#### Information given

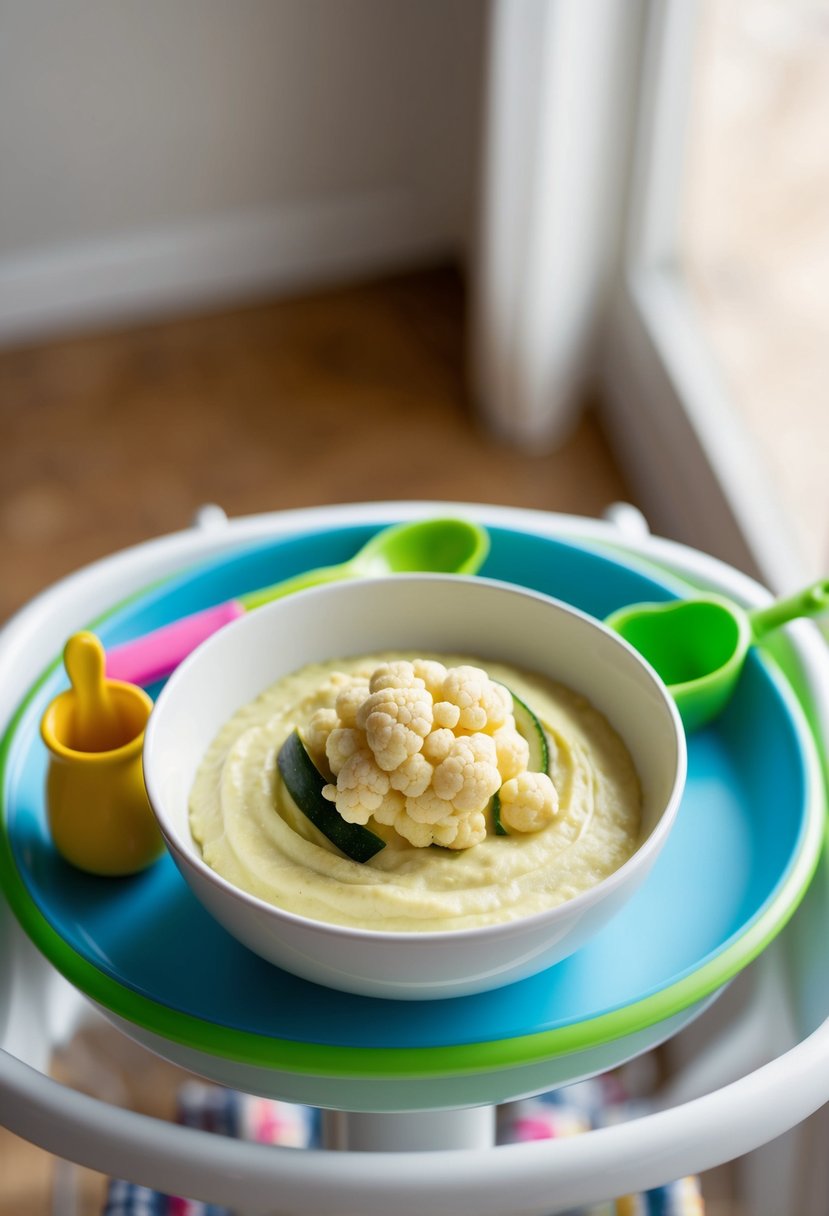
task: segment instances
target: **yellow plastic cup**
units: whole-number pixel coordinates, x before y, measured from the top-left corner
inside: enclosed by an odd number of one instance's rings
[[[83,638],[88,647],[90,638],[100,647],[94,635]],[[102,648],[100,663],[102,671]],[[83,691],[80,697],[75,687],[60,693],[40,721],[50,753],[47,822],[55,848],[71,865],[91,874],[135,874],[164,848],[142,770],[143,731],[153,703],[143,688],[119,680],[103,681],[98,691],[108,717],[97,734],[85,722],[83,745],[78,736]]]

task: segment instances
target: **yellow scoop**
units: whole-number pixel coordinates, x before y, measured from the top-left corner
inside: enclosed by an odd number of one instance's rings
[[[143,728],[152,699],[105,677],[94,634],[75,634],[63,663],[72,688],[50,702],[40,722],[49,748],[46,811],[55,848],[92,874],[134,874],[163,841],[143,784]]]

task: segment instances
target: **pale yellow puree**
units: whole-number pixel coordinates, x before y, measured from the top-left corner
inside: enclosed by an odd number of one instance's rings
[[[278,907],[335,924],[440,931],[514,921],[554,907],[611,874],[638,844],[639,783],[622,741],[583,697],[538,676],[469,657],[543,722],[559,814],[540,832],[496,835],[470,849],[417,849],[393,829],[371,861],[339,854],[298,810],[277,769],[287,736],[334,703],[332,672],[368,675],[377,654],[314,664],[280,680],[222,727],[198,770],[191,827],[204,860]]]

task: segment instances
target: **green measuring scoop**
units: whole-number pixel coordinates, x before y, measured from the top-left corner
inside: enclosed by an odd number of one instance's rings
[[[630,604],[611,613],[605,625],[659,672],[686,731],[695,731],[726,708],[749,647],[790,620],[828,609],[829,580],[824,579],[767,608],[745,610],[721,596],[694,596]]]

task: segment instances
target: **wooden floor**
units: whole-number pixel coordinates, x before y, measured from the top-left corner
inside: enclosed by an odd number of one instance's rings
[[[590,412],[548,455],[481,432],[449,269],[0,353],[0,620],[204,502],[630,499]]]
[[[0,620],[205,502],[231,516],[391,499],[597,516],[632,501],[590,410],[546,455],[475,423],[447,269],[0,354]],[[140,1049],[102,1031],[56,1073],[85,1088],[124,1052],[135,1065]],[[126,1074],[124,1102],[169,1114],[175,1070],[143,1053]],[[46,1216],[56,1176],[77,1188],[77,1216],[97,1216],[102,1176],[0,1130],[0,1216]]]

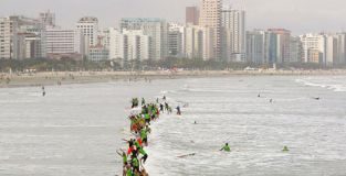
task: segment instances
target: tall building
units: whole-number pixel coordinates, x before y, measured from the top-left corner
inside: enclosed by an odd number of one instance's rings
[[[198,7],[186,8],[186,24],[198,25],[199,24],[199,9]]]
[[[270,55],[274,56],[271,58],[272,62],[281,64],[290,62],[290,41],[291,41],[291,31],[285,29],[269,29],[268,32],[272,35],[270,40],[271,44],[275,44],[276,46],[272,46],[270,52],[275,52],[275,54],[271,53]]]
[[[35,33],[18,33],[15,53],[18,59],[41,58],[41,35]]]
[[[10,18],[0,18],[0,58],[14,58],[14,38],[18,23]]]
[[[178,23],[168,24],[168,56],[182,57],[185,42],[185,26]]]
[[[88,43],[90,46],[95,45],[97,43],[97,33],[98,33],[98,20],[93,16],[84,16],[80,19],[76,24],[76,29],[82,32],[85,36],[85,42]]]
[[[265,33],[263,30],[247,32],[247,62],[265,63]]]
[[[222,58],[232,62],[245,62],[245,11],[224,9],[222,21]]]
[[[325,64],[333,66],[338,63],[337,38],[334,35],[326,35],[325,38]]]
[[[322,34],[301,35],[303,62],[325,64],[326,38]]]
[[[168,24],[161,19],[122,19],[122,31],[143,31],[149,36],[149,59],[159,61],[168,56]]]
[[[141,30],[109,29],[109,59],[126,64],[132,61],[148,61],[150,37]]]
[[[84,37],[78,30],[48,28],[43,36],[48,57],[84,53]]]
[[[109,29],[109,59],[124,63],[124,34],[120,30]]]
[[[291,36],[290,40],[290,63],[302,63],[303,47],[298,36]]]
[[[97,44],[90,46],[88,59],[93,62],[107,61],[109,58],[109,50],[104,45],[104,36],[97,37]]]
[[[212,58],[221,59],[221,0],[202,0],[199,25],[212,32]]]
[[[55,26],[55,13],[51,11],[40,13],[39,20],[43,26]]]
[[[0,58],[20,59],[23,54],[24,38],[22,34],[38,34],[41,32],[41,23],[36,19],[22,15],[0,18]],[[19,35],[21,34],[21,36]]]
[[[212,40],[213,30],[198,25],[188,25],[185,33],[185,56],[202,61],[212,59]]]

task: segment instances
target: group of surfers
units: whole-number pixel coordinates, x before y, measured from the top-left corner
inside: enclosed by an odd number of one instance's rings
[[[146,100],[141,98],[140,112],[133,112],[128,119],[130,121],[130,132],[135,138],[125,140],[128,144],[127,151],[117,151],[118,155],[123,158],[123,176],[147,176],[147,172],[144,167],[148,158],[148,154],[145,147],[148,146],[148,134],[151,133],[150,122],[157,120],[160,113],[165,111],[171,113],[171,108],[166,101],[164,96],[162,102],[156,100],[156,103],[146,103]],[[139,107],[138,98],[132,100],[132,109]],[[177,107],[178,108],[178,107]],[[177,113],[180,114],[177,109]]]

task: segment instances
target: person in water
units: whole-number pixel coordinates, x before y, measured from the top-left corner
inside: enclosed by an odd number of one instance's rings
[[[141,106],[144,106],[145,103],[146,103],[146,100],[141,98]]]
[[[160,112],[164,112],[164,105],[160,103]]]
[[[230,146],[228,145],[228,143],[226,143],[226,145],[224,145],[220,151],[231,152],[231,148],[230,148]]]
[[[180,116],[181,114],[180,107],[178,106],[176,109],[177,109],[177,114]]]

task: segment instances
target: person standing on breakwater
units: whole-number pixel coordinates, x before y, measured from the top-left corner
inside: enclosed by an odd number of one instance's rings
[[[176,109],[177,109],[177,114],[180,116],[181,114],[180,107],[178,106]]]
[[[230,148],[230,146],[228,145],[228,143],[226,143],[226,145],[224,145],[220,151],[231,152],[231,148]]]

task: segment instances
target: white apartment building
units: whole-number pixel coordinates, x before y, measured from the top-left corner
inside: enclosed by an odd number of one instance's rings
[[[245,11],[228,8],[222,10],[221,16],[222,58],[231,62],[245,62]]]
[[[48,28],[44,31],[44,48],[49,54],[82,54],[84,37],[80,31]]]
[[[213,58],[213,30],[197,25],[188,25],[185,34],[185,56],[187,58]]]
[[[221,10],[222,0],[202,0],[199,25],[212,32],[212,56],[221,59]]]
[[[97,43],[98,35],[98,20],[93,16],[84,16],[76,23],[76,29],[85,36],[85,42],[88,46],[93,46]]]
[[[168,55],[182,57],[185,53],[185,25],[179,23],[168,24]]]
[[[42,12],[39,14],[39,21],[43,26],[55,26],[55,13],[51,11]]]
[[[150,36],[141,30],[109,29],[109,59],[147,61],[150,57]]]
[[[0,18],[0,59],[14,58],[13,41],[17,37],[17,25],[10,18]]]
[[[159,61],[168,55],[168,24],[161,19],[122,19],[120,30],[143,31],[149,36],[149,59]]]
[[[265,63],[265,31],[254,30],[247,32],[247,62]]]
[[[114,28],[109,29],[109,59],[124,59],[124,34]]]
[[[301,35],[304,63],[325,63],[326,38],[322,34]]]

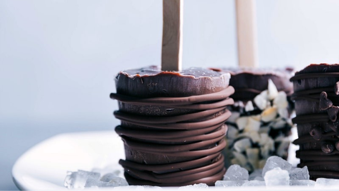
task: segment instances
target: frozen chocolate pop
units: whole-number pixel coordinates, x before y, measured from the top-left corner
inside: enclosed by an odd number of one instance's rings
[[[125,144],[120,163],[129,183],[214,185],[225,169],[221,152],[233,104],[230,74],[190,68],[179,72],[156,67],[120,72],[116,128]]]
[[[311,64],[291,80],[299,166],[307,167],[312,179],[339,178],[339,64]]]
[[[264,167],[272,155],[288,156],[292,126],[290,97],[293,91],[289,71],[252,68],[218,70],[231,74],[235,101],[227,121],[228,163],[249,171]]]
[[[183,2],[163,1],[161,69],[119,72],[110,95],[125,146],[119,162],[131,185],[212,185],[225,172],[224,123],[234,89],[229,73],[181,70]]]

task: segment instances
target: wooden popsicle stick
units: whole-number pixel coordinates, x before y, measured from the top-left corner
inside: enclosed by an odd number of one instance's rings
[[[240,67],[258,66],[255,0],[235,0]]]
[[[163,0],[161,70],[181,70],[184,0]]]

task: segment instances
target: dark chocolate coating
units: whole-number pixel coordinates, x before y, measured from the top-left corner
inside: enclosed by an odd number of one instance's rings
[[[116,86],[117,94],[136,97],[187,97],[219,92],[229,86],[229,78],[207,69],[165,72],[151,66],[119,72]]]
[[[300,167],[307,166],[310,178],[339,178],[339,97],[335,87],[339,81],[339,65],[311,64],[296,72],[293,82],[300,145],[297,156]]]
[[[126,156],[119,162],[130,184],[214,185],[222,179],[227,107],[234,103],[229,77],[201,68],[119,73],[110,97],[118,100],[116,131]]]
[[[284,91],[288,95],[293,92],[293,85],[289,79],[292,77],[290,70],[253,69],[213,69],[220,72],[231,74],[230,86],[235,89],[231,96],[235,101],[252,100],[260,92],[267,89],[268,79],[271,79],[278,91]]]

########

- **Work to do**:
Gather every line in the records above that contains the word "wooden", treating uppercase and lowercase letters as different.

- **Solution to this exercise**:
target: **wooden floor**
target: wooden popsicle stick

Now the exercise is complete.